Copy all records verbatim.

• Extracted information:
┌──

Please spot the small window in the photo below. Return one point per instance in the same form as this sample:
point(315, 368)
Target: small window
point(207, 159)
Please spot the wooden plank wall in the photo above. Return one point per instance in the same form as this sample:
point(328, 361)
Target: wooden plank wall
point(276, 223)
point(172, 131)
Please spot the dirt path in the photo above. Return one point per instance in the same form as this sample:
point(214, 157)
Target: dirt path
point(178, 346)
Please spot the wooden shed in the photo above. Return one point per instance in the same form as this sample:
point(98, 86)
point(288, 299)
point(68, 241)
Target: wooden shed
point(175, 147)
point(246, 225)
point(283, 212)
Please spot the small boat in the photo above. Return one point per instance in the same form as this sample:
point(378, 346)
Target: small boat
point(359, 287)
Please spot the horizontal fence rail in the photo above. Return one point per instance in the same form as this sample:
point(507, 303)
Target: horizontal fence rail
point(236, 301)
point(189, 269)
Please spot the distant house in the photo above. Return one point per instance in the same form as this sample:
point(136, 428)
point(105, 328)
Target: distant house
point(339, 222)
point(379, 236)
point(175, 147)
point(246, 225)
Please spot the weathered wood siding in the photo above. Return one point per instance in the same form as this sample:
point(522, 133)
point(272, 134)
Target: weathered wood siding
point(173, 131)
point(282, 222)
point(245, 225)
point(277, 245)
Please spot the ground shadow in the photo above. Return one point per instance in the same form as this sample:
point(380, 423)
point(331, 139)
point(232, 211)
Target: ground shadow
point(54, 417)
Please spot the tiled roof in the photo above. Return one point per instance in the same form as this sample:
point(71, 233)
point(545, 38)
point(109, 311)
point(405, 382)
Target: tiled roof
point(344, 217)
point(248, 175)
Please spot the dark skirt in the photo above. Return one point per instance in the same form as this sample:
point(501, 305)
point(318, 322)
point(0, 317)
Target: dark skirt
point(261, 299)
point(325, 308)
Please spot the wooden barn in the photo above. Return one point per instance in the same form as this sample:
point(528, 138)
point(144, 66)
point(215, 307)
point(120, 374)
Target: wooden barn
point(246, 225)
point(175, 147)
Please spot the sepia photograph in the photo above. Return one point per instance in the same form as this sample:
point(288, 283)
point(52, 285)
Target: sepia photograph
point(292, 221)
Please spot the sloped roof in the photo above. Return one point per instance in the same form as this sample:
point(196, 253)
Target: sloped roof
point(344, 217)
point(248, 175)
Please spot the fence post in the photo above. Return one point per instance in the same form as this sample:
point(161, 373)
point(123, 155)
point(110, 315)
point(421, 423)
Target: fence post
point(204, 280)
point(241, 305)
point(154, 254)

└──

• Final result:
Please spot the small window in the photo below. Return one point per instance in the same form as this sample:
point(315, 368)
Target: small window
point(207, 159)
Please spot the wooden plank wall in the photo above. Return one point per instance in the same form as this sample:
point(328, 361)
Target: wooden plank wall
point(276, 223)
point(172, 131)
Please spot the dirt path in the photo above. Return one point per instance in the same form as this sample:
point(214, 157)
Target: dirt path
point(178, 346)
Please spot the wooden shed in the photo above. Return one point per instance in the same form as this sample:
point(98, 86)
point(288, 299)
point(68, 241)
Target: wooden shed
point(175, 147)
point(246, 225)
point(283, 212)
Please spot the small boat in the photo above. Return one point per instance in the same form as this sample:
point(378, 346)
Target: small boat
point(359, 287)
Please spot the horizontal fence rail in the photo above. Return one point per instance in the same form as this sample:
point(507, 303)
Target: horizontal fence rail
point(236, 301)
point(189, 269)
Please spot the distant house in the photo above. Return one point per instance in the same form as this sample:
point(136, 428)
point(105, 328)
Target: distant house
point(339, 222)
point(379, 236)
point(175, 147)
point(246, 225)
Please spot the weathered wood siding in the photo above. Return one point per instance in the same form as this sample:
point(522, 133)
point(272, 134)
Target: weathered wood siding
point(173, 131)
point(282, 222)
point(245, 225)
point(277, 245)
Please spot the ground shadow in the photo above. Return one point per instance in the same form as this sample:
point(380, 423)
point(331, 139)
point(232, 211)
Target: ground shadow
point(54, 417)
Please spot the tiled roof in the photo above. Return one point per instance in the same form as this sample:
point(71, 233)
point(545, 38)
point(109, 311)
point(405, 382)
Target: tiled roof
point(344, 217)
point(248, 175)
Please spot the dark skirt in the photo above. Return one point per instance in the same form as this sample:
point(501, 305)
point(318, 322)
point(0, 317)
Target: dark skirt
point(261, 299)
point(325, 308)
Please spot the wooden barn in the photo above. Return one point per instance in the same form as this sample:
point(528, 138)
point(144, 66)
point(215, 307)
point(120, 374)
Target: wooden barn
point(246, 225)
point(175, 147)
Please spot the sepia photograph in the photo above. Return one point per instance in the same form as this sample:
point(288, 283)
point(52, 285)
Target: sepia photograph
point(292, 221)
Please spot the sloped roof in the photo above. Return one point per instance in the same form as this sample:
point(196, 253)
Target: sloped roof
point(344, 217)
point(248, 175)
Please spot the fence post in the photo above. Return one point per instance in the same form as this sample:
point(161, 373)
point(123, 155)
point(110, 315)
point(421, 423)
Target: fence post
point(204, 280)
point(241, 305)
point(154, 254)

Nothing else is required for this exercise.